** TASK STATEMENT **
Can you transcribe the FGFR2 passage word for word, in full?
═══ TEXT PASSAGE
FGFR2 has important roles in embryonic development and tissue repair, especially bone and blood vessels. Like the other members of the fibroblast growth factor receptor family, these receptors signal by binding to their ligand and dimerisation (pairing of receptors), which causes the tyrosine kinase domains to initiate a cascade of intracellular signals. On a molecular level these signals mediate cell division, growth and differentiation.

== Isoforms ==

FGFR2 has two naturally occurring isoforms, FGFR2IIIb and FGFR2IIIc, created by splicing of the third immunoglobulin-like domain. FGFR2IIIb is predominantly found in ectoderm derived tissues and endothelial organ lining, i.e. skin and internal organs. FGFR2IIIc is found in mesenchyme, which includes craniofacial bone and for this reason the mutations of this gene and isoform are associated with craniosynostosis.
══════
═══ DATA SUPPLIED
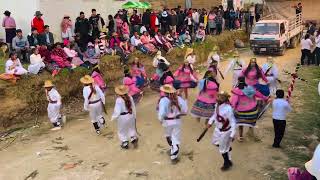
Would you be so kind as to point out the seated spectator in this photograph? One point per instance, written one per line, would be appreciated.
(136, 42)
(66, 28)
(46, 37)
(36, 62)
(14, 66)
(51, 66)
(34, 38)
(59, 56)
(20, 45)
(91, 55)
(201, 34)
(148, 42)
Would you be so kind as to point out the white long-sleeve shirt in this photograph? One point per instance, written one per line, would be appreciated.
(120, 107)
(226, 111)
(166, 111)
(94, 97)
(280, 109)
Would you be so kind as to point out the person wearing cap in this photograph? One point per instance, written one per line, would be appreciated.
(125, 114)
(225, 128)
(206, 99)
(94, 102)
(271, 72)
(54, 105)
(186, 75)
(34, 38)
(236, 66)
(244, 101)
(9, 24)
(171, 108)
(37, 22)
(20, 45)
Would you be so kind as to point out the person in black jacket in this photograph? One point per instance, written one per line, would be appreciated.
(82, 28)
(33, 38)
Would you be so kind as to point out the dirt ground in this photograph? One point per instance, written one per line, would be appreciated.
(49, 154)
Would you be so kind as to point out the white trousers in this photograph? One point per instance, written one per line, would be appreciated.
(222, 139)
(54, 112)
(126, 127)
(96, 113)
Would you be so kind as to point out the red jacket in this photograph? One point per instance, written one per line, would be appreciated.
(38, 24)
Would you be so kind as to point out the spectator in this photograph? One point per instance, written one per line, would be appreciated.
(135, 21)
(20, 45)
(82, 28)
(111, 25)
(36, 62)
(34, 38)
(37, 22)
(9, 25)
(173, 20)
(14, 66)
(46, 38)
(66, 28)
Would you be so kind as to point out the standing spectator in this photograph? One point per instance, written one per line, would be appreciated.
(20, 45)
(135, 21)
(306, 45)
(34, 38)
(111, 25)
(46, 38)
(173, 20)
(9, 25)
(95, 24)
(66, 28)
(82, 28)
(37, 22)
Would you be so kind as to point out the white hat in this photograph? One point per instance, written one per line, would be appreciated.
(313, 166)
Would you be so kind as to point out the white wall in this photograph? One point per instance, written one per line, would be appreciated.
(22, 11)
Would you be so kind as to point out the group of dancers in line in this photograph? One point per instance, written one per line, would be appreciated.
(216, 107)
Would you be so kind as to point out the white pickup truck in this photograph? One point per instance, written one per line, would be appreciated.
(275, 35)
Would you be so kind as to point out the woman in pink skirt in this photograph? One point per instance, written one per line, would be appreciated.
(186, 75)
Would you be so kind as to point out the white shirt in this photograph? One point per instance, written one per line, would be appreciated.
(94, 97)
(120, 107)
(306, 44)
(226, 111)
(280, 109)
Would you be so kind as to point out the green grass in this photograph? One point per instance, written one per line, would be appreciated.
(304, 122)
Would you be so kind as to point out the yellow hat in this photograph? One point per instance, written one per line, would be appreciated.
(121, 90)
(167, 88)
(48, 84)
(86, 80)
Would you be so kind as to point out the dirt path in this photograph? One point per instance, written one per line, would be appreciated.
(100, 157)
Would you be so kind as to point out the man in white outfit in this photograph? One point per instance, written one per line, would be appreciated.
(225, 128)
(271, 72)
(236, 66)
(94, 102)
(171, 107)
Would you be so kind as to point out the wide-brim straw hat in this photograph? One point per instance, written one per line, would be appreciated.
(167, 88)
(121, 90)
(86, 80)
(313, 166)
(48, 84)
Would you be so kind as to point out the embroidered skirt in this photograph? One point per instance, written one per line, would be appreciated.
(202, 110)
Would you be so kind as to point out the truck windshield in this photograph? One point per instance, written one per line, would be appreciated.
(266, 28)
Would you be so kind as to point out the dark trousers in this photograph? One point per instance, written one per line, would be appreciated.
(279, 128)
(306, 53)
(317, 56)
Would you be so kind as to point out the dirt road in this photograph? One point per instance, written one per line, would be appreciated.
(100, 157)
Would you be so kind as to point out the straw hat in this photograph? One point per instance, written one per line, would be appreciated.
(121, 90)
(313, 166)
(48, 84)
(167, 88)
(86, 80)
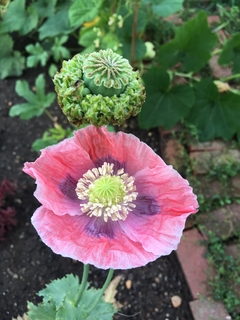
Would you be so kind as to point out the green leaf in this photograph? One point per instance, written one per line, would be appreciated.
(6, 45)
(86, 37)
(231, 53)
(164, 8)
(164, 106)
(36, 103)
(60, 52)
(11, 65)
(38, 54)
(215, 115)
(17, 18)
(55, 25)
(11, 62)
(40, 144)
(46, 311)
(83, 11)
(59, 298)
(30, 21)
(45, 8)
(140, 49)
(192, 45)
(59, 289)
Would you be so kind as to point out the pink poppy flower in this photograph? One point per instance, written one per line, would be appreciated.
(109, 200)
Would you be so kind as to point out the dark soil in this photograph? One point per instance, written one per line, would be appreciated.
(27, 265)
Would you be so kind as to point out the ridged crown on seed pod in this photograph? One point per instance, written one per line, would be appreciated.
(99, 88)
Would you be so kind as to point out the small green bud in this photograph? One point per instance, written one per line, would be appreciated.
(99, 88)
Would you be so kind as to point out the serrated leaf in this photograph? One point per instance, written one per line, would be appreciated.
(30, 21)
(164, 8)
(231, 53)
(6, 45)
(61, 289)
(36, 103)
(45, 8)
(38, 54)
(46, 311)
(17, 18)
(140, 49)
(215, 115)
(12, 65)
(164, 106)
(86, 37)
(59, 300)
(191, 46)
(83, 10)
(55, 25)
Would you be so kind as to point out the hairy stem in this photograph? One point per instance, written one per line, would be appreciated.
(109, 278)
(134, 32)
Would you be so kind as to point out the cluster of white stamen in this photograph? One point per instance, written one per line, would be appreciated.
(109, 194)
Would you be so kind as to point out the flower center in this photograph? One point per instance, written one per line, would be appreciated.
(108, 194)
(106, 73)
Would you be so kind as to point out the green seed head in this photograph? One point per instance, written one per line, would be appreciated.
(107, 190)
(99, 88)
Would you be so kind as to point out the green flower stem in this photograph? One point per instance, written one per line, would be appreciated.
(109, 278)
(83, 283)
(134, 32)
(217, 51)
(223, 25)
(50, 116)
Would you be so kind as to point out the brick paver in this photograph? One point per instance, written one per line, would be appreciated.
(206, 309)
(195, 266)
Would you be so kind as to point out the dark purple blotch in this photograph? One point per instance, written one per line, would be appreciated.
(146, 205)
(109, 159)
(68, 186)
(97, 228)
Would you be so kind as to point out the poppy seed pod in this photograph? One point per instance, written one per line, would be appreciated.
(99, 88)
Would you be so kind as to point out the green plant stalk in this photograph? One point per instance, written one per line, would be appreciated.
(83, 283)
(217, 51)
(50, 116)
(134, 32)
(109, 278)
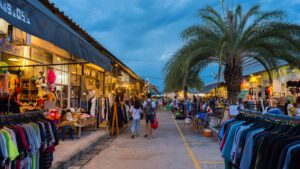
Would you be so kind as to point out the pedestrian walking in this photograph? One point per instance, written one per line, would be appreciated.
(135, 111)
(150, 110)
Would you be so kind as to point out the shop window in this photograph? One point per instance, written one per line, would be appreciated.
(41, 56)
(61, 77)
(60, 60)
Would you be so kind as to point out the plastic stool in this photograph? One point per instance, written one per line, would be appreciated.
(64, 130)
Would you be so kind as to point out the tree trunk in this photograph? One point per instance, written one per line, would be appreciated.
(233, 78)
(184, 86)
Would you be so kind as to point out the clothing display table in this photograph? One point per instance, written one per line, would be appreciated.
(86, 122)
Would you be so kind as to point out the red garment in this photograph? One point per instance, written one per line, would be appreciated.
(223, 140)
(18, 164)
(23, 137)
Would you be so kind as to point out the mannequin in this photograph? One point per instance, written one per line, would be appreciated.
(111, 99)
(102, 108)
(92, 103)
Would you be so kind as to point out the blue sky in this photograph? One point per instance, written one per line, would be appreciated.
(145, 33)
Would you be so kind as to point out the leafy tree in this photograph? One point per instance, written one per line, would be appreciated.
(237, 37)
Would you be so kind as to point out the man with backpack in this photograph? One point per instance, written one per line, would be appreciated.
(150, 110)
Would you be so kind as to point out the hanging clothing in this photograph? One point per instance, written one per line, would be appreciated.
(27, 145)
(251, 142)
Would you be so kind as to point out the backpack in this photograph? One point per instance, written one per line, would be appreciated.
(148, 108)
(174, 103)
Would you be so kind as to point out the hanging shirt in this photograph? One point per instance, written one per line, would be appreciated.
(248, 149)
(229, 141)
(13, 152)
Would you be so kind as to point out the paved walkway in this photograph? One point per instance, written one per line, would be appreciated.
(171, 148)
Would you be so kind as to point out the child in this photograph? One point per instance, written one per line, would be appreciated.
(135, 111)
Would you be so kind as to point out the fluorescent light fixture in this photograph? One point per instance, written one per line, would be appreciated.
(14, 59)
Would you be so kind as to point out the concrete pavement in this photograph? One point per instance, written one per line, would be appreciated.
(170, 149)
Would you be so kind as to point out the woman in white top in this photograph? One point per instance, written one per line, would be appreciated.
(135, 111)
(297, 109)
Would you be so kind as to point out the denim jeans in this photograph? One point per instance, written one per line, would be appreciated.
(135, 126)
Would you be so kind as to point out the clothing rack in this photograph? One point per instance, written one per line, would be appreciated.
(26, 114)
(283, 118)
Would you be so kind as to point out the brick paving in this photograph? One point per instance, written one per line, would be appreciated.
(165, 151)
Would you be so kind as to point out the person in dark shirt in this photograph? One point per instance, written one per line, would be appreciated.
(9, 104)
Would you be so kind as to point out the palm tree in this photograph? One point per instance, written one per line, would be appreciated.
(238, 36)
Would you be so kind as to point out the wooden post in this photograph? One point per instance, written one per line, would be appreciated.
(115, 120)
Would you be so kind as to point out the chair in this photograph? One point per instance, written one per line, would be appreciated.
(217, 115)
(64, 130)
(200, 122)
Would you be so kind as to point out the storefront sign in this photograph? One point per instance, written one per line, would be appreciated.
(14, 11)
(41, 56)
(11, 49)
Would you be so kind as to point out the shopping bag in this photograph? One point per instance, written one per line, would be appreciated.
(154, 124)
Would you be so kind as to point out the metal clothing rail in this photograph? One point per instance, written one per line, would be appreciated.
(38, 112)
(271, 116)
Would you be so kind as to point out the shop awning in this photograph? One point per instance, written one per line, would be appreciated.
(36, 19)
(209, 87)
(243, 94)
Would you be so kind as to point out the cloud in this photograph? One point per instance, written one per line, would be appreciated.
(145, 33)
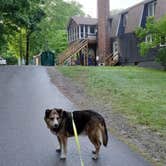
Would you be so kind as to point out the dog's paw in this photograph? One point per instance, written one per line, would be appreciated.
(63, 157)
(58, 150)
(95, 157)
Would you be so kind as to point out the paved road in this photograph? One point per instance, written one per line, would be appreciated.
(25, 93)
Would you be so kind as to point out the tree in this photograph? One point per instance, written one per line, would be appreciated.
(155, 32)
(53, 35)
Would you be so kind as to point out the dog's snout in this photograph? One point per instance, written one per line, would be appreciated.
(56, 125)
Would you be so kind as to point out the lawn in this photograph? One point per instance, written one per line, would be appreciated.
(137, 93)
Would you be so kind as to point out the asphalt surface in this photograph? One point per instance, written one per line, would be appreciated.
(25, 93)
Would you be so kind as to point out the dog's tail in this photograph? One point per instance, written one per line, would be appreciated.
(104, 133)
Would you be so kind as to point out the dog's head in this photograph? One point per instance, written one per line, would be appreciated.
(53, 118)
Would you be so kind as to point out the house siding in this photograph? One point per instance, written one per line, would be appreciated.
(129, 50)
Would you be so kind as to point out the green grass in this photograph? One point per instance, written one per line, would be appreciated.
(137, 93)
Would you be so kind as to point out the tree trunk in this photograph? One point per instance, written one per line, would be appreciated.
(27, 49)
══════
** REPLY TO THE TASK **
FGFR2 has important roles in embryonic development and tissue repair, especially bone and blood vessels. Like the other members of the fibroblast growth factor receptor family, these receptors signal by binding to their ligand and dimerisation (pairing of receptors), which causes the tyrosine kinase domains to initiate a cascade of intracellular signals. On a molecular level these signals mediate cell division, growth and differentiation.

== Isoforms ==

FGFR2 has two naturally occurring isoforms, FGFR2IIIb and FGFR2IIIc, created by splicing of the third immunoglobulin-like domain. FGFR2IIIb is predominantly found in ectoderm derived tissues and endothelial organ lining, i.e. skin and internal organs. FGFR2IIIc is found in mesenchyme, which includes craniofacial bone and for this reason the mutations of this gene and isoform are associated with craniosynostosis.